*WHAT THE EXERCISE ASKS*
In the article on Sheldon Wolfchild's view of the US-Dakota War, where does Wolfchild say his grandfather Medicine Bottle was hanged?

*PASSAGE SHOWN*
··········

Sheldon Wolfchild's view of the US-Dakota War: Minnesota Sounds and Voices

Sheldon Wolfchild
Sheldon Wolfchild, a member of the Lower Souix community south of Morton, Minn., said "The U.S.-Dakota War of 1862" exhibit at the Minnesota History Center is incomplete and misrepresents the Dakota peoples' role in the conflict.
MPR Photo/Jeffrey Thompson

Sheldon Wolfchild from the Lower Sioux Agency in southern Minnesota says few Americans understand what caused the U.S.-Dakota War of 1862. And as an advisor to the Minnesota Historical Society's exhibit commemorating that moment on the state's history, he said he recognizes that emotions run high on all sides.

Still, he's firm on this: The Dakota people didn't cause the war.

"I have to apologize if I get a little rambunctious here because this touched the heart and soul of our Dakota people," he said one recent morning as visitors stood shoulder to shoulder, silently taking in the exhibit in St. Paul. Eyes were fixed on panels describing the starvation of the Dakota, the violence inflicted on white settlers and then the executions of Dakota in Mankato.

"My grandfather Medicine Bottle was hung at Fort Snelling," Wolfchild said.

THE US-DAKOTA WAR: MODERN VOICES
Jan Klein: Remembering white settlers' experiences
Sheldon Wolfchild: A Dakota view of the war
William Lass: Historical accounts change through the years

Wolfchild grew up hearing stories about the war, and how Medicine Bottle fought in its battles and then fled to Canada. Vigilantes and U.S. troops tracked him down Manitoba and brought him back to Fort Snelling, where he was subjected to three military hearings that lacked any eyewitnesses to his actions, and featured only hearsay testimony.

··········

*INPUT DATA*
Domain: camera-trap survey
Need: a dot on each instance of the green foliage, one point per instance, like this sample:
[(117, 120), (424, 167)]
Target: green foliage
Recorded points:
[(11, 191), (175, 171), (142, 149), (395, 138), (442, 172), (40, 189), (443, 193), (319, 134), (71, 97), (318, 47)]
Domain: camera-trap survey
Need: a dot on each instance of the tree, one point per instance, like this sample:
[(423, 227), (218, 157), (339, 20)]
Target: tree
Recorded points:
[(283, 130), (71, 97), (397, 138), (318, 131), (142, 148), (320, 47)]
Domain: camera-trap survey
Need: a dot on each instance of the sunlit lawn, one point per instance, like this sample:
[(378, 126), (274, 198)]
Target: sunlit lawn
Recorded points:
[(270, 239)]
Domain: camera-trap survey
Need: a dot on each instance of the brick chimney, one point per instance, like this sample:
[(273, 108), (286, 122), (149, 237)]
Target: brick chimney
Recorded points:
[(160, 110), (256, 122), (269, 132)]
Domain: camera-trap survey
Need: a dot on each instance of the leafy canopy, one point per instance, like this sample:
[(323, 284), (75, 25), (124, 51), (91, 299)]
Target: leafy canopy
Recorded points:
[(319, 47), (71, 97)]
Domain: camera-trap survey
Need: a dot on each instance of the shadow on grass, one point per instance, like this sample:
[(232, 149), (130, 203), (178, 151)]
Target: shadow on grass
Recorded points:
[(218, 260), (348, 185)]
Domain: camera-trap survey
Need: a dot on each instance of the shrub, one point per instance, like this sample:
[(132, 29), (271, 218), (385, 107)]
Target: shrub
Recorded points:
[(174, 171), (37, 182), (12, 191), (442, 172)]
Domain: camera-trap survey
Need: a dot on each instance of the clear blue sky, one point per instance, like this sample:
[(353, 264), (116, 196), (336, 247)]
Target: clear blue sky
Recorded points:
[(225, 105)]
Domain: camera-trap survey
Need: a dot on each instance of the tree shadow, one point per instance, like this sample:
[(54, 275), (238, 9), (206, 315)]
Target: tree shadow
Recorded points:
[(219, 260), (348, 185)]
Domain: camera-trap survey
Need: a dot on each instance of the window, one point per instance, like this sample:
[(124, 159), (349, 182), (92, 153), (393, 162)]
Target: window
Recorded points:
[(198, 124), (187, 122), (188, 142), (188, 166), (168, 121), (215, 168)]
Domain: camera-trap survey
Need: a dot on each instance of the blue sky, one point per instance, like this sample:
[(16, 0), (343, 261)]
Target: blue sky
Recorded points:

··········

*EXERCISE ANSWER*
At Fort Snelling.